▸ 対象の文章
============================================================

文:佐々木 亘/写真:AdobeStock(トップ画像=sunftaka77@AdobeStock)

愛車が浸水しても一概に[全損]じゃないワケ 災害時の[自動車保険]が適用外になる場合って?

【画像ギャラリー】確認しておきたいポイントはこれだ! 今こそ知っておきたい災害時の自動車保険のアレコレ(5枚)

■冠水車の全てが全損になるわけではない

浸水で車がダメージを受けた場合、車両保険が適用されるが、すべてが「全損」と判断されるわけではない(jpimage@AdobeStock)

 浸水で車がダメージを受けた場合、車両保険が適用されます。浸水したクルマを「冠水車」と呼びますが、その定義は室内フロアよりも上まで浸水した車です。受けたダメージの具合によって補償額は変わってきます。

 実際、自分では全損しているだろうと思っていても、保険会社からは分損と判断されることも。保険会社とのトラブルに発展しないためにも、全損と分損の境界線について知っておくことが重要です。

 浸水害による車の全損と分損の分かれ目はシート座面にあります。これより上に水が達した場合、多くの保険会社では全損と判断するでしょう。全損と判断される理由は、シート座面よりも高く水に浸かると、エンジンや電装系が広範囲で損傷を受け、修理費が車両の時価を超える可能性が高いためです。

============================================================

▸ 表示記録

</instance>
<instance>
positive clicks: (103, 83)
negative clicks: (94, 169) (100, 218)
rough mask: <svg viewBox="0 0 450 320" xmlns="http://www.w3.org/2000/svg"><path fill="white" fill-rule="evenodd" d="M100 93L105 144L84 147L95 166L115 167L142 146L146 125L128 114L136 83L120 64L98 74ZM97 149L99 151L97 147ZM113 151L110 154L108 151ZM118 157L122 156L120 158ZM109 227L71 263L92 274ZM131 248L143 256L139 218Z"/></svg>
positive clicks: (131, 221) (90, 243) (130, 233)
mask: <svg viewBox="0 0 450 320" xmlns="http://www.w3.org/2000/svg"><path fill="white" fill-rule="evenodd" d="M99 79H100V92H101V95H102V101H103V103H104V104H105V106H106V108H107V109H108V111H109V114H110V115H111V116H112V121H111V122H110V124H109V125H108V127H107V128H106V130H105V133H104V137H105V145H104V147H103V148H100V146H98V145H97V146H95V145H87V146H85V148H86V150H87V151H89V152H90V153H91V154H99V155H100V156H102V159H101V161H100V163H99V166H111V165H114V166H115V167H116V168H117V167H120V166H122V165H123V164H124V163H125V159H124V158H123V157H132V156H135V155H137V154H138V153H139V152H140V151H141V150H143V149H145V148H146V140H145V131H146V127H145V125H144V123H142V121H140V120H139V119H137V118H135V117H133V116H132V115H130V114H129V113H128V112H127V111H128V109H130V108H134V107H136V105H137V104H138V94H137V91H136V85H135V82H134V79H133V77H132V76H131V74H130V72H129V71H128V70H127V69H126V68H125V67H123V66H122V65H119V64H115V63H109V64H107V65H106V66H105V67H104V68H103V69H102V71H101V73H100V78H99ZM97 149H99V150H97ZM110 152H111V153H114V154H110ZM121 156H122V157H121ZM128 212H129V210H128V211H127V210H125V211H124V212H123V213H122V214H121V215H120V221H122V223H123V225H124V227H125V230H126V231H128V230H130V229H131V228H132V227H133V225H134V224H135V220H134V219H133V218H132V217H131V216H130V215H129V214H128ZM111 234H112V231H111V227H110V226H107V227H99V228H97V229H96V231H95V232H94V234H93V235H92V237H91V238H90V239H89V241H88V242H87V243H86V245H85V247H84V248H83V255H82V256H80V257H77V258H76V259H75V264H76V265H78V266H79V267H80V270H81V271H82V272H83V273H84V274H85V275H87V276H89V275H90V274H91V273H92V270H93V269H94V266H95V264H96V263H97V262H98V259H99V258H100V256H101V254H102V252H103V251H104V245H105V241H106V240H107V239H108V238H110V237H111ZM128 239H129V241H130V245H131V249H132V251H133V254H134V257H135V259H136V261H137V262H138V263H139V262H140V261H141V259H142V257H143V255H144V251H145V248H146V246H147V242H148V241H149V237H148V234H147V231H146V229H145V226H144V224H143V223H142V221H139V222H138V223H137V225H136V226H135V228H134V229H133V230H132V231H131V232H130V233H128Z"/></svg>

============================================================

▸ 演習 1
自動車保険の文章に基づき、次の問いに答えてください。
(a) 「冠水車」はどのような車と定義されていますか。
(b) 浸水害による全損と分損の分かれ目はどこにありますか。
(c) 水がその分かれ目より上に達すると全損と判断されるのはなぜですか。
▸ 演習 2
自動車保険の文章を、最後の文の次から書き継いでください。
記録はこの作業に一切関係しません。

▸ 解答 1
(a) 室内フロアよりも上まで浸水した車です。
(b) シート座面にあります。
(c) エンジンや電装系が広範囲で損傷を受け、修理費が車両の時価を超える可能性が高いためです。

▸ 解答 2
 一方、シート座面より下の浸水になるとエンジンや電装系に水がかかっていないとみなされ、分損になることもあります。

 また、浸水害で判断が難しいのが、時差的に起こる不調です。エンジンや電装系に直接水がかかっていない場合でも、数年後にエンジン不良が発生することもあります。こうした事象で、浸水から時間が経ってから保険会社に補償を求める方がいますが、その損害を車両保険で補償することは一般的には難しいです。

 さらに、避難指示が出ている地域に車で故意に進入したり、明らかに浸水している道路を恣意的に走行したりすると、補償が受けられないことがあるので、安全のためにも冠水路に車では入らないということを、肝に銘じておきましょう。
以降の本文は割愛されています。